»»
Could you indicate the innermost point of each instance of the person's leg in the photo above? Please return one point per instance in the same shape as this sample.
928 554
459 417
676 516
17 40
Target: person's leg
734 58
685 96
««
§ Stated task
Reproduce the full listing above, requests included, multiplying only the point coordinates in the answers by 0.9 and rounding each to the nearest whole number, with halves rounded up. Leave all other numbers unchanged.

§ Full answer
Could you indicate the innermost point of each instance of the person's leg in the photo above? Please return one point per instance in the same shape as this sample.
928 554
459 417
676 516
17 40
Target: person's leg
661 52
617 86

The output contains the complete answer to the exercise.